» What needs to be done: Reproduce every line of the entries below word for word, leaving out the pictures.
--- START OF Listing ---
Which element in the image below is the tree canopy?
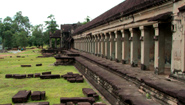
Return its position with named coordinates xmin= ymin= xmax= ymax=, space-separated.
xmin=0 ymin=11 xmax=58 ymax=49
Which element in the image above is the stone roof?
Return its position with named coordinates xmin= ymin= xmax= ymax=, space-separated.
xmin=148 ymin=12 xmax=173 ymax=21
xmin=178 ymin=5 xmax=185 ymax=12
xmin=61 ymin=23 xmax=80 ymax=32
xmin=61 ymin=24 xmax=72 ymax=32
xmin=50 ymin=30 xmax=61 ymax=38
xmin=73 ymin=0 xmax=172 ymax=35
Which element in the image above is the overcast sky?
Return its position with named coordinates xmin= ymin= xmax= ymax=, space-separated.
xmin=0 ymin=0 xmax=124 ymax=28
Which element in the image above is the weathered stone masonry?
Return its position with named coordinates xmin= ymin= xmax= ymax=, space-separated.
xmin=73 ymin=0 xmax=185 ymax=79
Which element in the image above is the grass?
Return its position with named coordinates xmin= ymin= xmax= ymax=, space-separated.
xmin=0 ymin=49 xmax=102 ymax=105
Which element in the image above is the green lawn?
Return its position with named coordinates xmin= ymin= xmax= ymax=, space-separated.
xmin=0 ymin=49 xmax=103 ymax=105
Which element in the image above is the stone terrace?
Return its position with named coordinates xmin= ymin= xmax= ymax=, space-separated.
xmin=70 ymin=50 xmax=185 ymax=105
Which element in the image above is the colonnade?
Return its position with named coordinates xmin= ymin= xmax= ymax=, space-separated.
xmin=74 ymin=23 xmax=172 ymax=74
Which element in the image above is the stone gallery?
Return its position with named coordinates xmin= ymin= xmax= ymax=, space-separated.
xmin=2 ymin=0 xmax=185 ymax=105
xmin=58 ymin=0 xmax=185 ymax=105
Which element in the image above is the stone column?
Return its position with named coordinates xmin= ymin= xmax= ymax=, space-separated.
xmin=49 ymin=38 xmax=52 ymax=48
xmin=109 ymin=32 xmax=115 ymax=60
xmin=97 ymin=35 xmax=101 ymax=56
xmin=86 ymin=37 xmax=89 ymax=52
xmin=94 ymin=35 xmax=98 ymax=55
xmin=100 ymin=34 xmax=105 ymax=58
xmin=121 ymin=30 xmax=130 ymax=64
xmin=92 ymin=36 xmax=95 ymax=54
xmin=153 ymin=24 xmax=165 ymax=74
xmin=60 ymin=37 xmax=62 ymax=48
xmin=114 ymin=31 xmax=122 ymax=62
xmin=82 ymin=38 xmax=85 ymax=51
xmin=104 ymin=33 xmax=108 ymax=58
xmin=55 ymin=38 xmax=57 ymax=48
xmin=129 ymin=28 xmax=139 ymax=67
xmin=88 ymin=37 xmax=90 ymax=53
xmin=89 ymin=37 xmax=92 ymax=54
xmin=139 ymin=26 xmax=150 ymax=70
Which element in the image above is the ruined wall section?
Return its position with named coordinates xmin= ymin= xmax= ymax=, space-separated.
xmin=171 ymin=0 xmax=185 ymax=79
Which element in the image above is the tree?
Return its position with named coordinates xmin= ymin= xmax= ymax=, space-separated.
xmin=45 ymin=14 xmax=58 ymax=33
xmin=82 ymin=16 xmax=90 ymax=24
xmin=13 ymin=11 xmax=31 ymax=36
xmin=3 ymin=30 xmax=13 ymax=48
xmin=0 ymin=11 xmax=31 ymax=48
xmin=14 ymin=31 xmax=28 ymax=47
xmin=0 ymin=18 xmax=4 ymax=47
xmin=43 ymin=14 xmax=58 ymax=44
xmin=30 ymin=24 xmax=44 ymax=46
--- END OF Listing ---
» Solution to the problem:
Which element in the image below is the tree canopy?
Return its position with named coordinates xmin= ymin= xmax= ymax=, space-separated.
xmin=0 ymin=11 xmax=58 ymax=49
Which element in the image above is the stone roof?
Return its position with named coordinates xmin= ymin= xmax= ymax=, space-separated.
xmin=148 ymin=12 xmax=173 ymax=21
xmin=178 ymin=5 xmax=185 ymax=12
xmin=61 ymin=23 xmax=80 ymax=32
xmin=61 ymin=24 xmax=72 ymax=32
xmin=50 ymin=30 xmax=61 ymax=38
xmin=73 ymin=0 xmax=172 ymax=35
Which element in the image above is the overcast sky?
Return its position with named coordinates xmin= ymin= xmax= ymax=, space-separated.
xmin=0 ymin=0 xmax=124 ymax=28
Which element in the image above is the weathered stone masonry?
Return its position with named coordinates xmin= ymin= xmax= ymax=, space-separated.
xmin=73 ymin=0 xmax=185 ymax=79
Which element in the image above is the grass?
Return its position with named coordinates xmin= ymin= xmax= ymax=, space-separated.
xmin=0 ymin=49 xmax=102 ymax=105
Which element in the image above is the green lawn?
Return its position with named coordinates xmin= ymin= xmax= ymax=, space-separated.
xmin=0 ymin=49 xmax=103 ymax=105
Which element in the image above is the stone terrace?
Return its position with named coordinates xmin= ymin= xmax= ymax=, space-separated.
xmin=70 ymin=50 xmax=185 ymax=105
Which element in the image above is the colonnade?
Return its position with named coordinates xmin= ymin= xmax= ymax=, space-separated.
xmin=74 ymin=23 xmax=172 ymax=74
Which element in the image above is the stone gallery?
Return its position with named coordinates xmin= ymin= xmax= ymax=, space-separated.
xmin=2 ymin=0 xmax=185 ymax=105
xmin=58 ymin=0 xmax=185 ymax=105
Which element in the image above is the stone column?
Return its position with named coordinates xmin= ymin= xmax= ymax=, space-separated.
xmin=49 ymin=38 xmax=52 ymax=48
xmin=109 ymin=32 xmax=115 ymax=60
xmin=97 ymin=35 xmax=101 ymax=56
xmin=86 ymin=37 xmax=89 ymax=52
xmin=94 ymin=35 xmax=98 ymax=55
xmin=100 ymin=34 xmax=105 ymax=58
xmin=121 ymin=30 xmax=130 ymax=64
xmin=92 ymin=36 xmax=95 ymax=54
xmin=153 ymin=24 xmax=165 ymax=74
xmin=60 ymin=37 xmax=62 ymax=48
xmin=114 ymin=31 xmax=122 ymax=62
xmin=82 ymin=38 xmax=85 ymax=51
xmin=104 ymin=33 xmax=108 ymax=58
xmin=55 ymin=38 xmax=57 ymax=48
xmin=129 ymin=28 xmax=139 ymax=67
xmin=88 ymin=37 xmax=90 ymax=53
xmin=89 ymin=37 xmax=92 ymax=54
xmin=139 ymin=26 xmax=150 ymax=70
Which element in the image above is the ruined wall section?
Return its position with named coordinates xmin= ymin= xmax= ymax=, space-separated.
xmin=171 ymin=0 xmax=185 ymax=79
Which element in the image above is the tree?
Return its position with named coordinates xmin= ymin= xmax= ymax=, space-separated.
xmin=45 ymin=14 xmax=58 ymax=33
xmin=82 ymin=16 xmax=90 ymax=24
xmin=13 ymin=11 xmax=31 ymax=36
xmin=3 ymin=30 xmax=13 ymax=48
xmin=0 ymin=11 xmax=31 ymax=48
xmin=14 ymin=31 xmax=28 ymax=47
xmin=0 ymin=18 xmax=4 ymax=47
xmin=43 ymin=14 xmax=58 ymax=44
xmin=30 ymin=24 xmax=44 ymax=46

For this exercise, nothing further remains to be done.